→ Source data:
============================================================
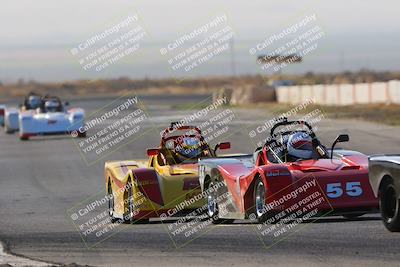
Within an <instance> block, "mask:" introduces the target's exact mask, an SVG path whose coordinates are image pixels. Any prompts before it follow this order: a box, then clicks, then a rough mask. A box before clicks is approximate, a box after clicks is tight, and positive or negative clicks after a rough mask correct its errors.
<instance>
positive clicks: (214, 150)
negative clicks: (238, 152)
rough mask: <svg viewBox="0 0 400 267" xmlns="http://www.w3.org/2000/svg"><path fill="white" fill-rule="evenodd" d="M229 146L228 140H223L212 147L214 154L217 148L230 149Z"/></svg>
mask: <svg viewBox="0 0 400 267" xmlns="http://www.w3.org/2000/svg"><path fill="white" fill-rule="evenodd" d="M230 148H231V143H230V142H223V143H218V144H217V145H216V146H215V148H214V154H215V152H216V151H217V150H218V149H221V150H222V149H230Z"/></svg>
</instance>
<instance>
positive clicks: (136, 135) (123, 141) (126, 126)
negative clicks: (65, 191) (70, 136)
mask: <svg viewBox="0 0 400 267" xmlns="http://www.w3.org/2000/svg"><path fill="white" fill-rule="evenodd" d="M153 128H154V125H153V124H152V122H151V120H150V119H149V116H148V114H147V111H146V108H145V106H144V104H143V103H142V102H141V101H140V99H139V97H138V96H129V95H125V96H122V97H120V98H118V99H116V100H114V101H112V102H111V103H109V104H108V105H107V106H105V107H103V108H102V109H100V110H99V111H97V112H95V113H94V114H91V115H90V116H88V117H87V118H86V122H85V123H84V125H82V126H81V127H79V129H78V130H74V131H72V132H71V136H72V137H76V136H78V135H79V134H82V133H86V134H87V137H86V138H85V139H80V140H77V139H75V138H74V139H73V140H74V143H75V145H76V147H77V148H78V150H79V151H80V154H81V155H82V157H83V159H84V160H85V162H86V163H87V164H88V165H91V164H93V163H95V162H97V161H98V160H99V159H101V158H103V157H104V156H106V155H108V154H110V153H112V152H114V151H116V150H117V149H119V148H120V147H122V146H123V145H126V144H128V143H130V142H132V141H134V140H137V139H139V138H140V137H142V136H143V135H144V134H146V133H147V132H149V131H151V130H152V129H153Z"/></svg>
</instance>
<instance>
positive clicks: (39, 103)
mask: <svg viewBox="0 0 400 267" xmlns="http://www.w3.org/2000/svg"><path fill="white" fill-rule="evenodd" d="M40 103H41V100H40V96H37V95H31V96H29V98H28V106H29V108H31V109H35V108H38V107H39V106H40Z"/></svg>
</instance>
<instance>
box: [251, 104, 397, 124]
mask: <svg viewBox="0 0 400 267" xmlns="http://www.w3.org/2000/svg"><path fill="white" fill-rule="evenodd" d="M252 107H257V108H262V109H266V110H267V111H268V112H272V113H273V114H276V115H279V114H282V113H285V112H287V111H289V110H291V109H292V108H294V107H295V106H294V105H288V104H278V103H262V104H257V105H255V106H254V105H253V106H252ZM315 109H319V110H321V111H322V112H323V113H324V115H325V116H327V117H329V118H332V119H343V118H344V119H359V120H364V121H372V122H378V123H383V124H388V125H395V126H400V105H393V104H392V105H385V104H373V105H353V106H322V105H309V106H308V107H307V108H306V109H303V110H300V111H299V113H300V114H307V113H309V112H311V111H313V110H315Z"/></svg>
============================================================
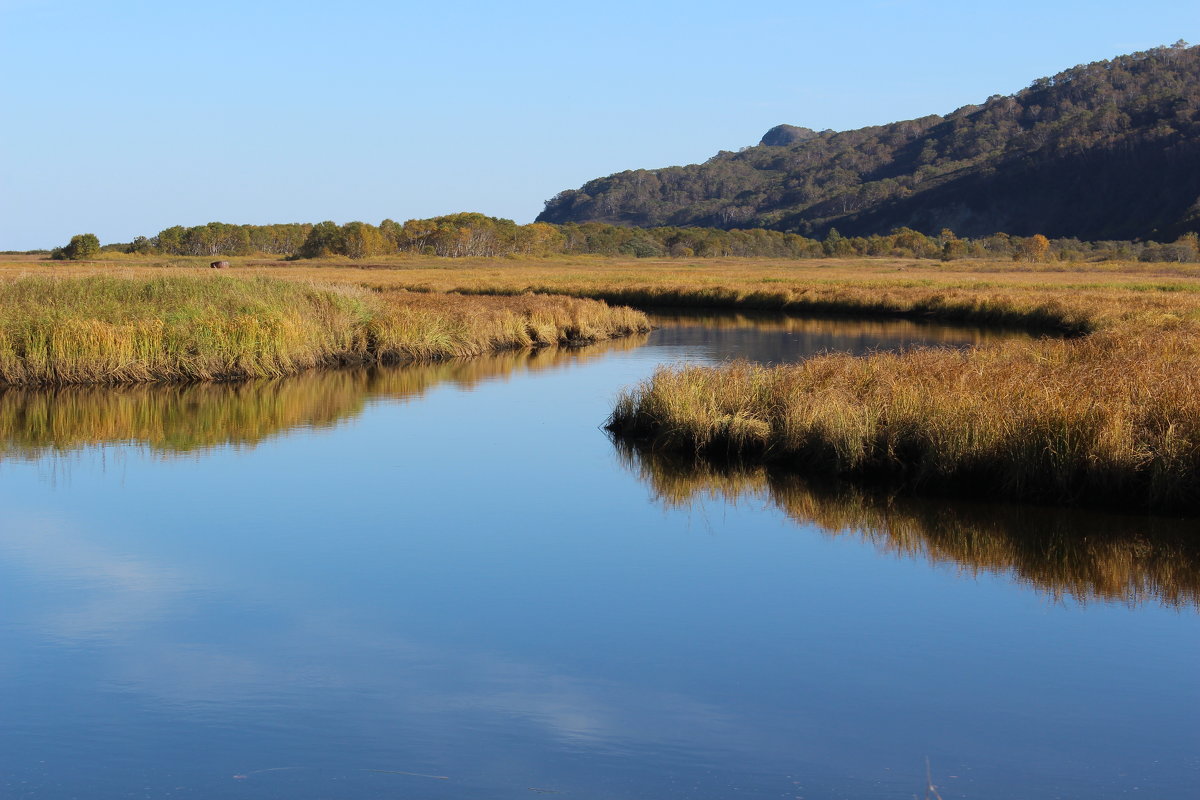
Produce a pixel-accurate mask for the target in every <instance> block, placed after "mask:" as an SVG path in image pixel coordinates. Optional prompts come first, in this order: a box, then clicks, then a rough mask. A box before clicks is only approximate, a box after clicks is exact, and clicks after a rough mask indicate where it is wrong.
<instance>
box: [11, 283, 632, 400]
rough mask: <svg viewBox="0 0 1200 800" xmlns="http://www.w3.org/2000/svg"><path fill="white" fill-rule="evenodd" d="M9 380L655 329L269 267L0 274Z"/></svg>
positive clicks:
============================================================
→ Task statement: Take the lines starting with the line that contains "Within an <instance>" and going on through the line that contains "negative clicks: (238, 152)", and give them again with "box" swapped for "bounding box" and everything else unchanged.

→ Completed task:
Within an <instance> block, "mask:" introduces the target's exact mask, an SVG path whose coordinates are image pixels. Any prompts before it follow this order: a bounding box, then clicks, then a rough mask. A bounding box before clicks is approximate, a bounding box after clicks is tight, and positive or negative clicks after a rough mask correct its errors.
<instance>
positive clicks: (214, 150)
negative clicks: (238, 152)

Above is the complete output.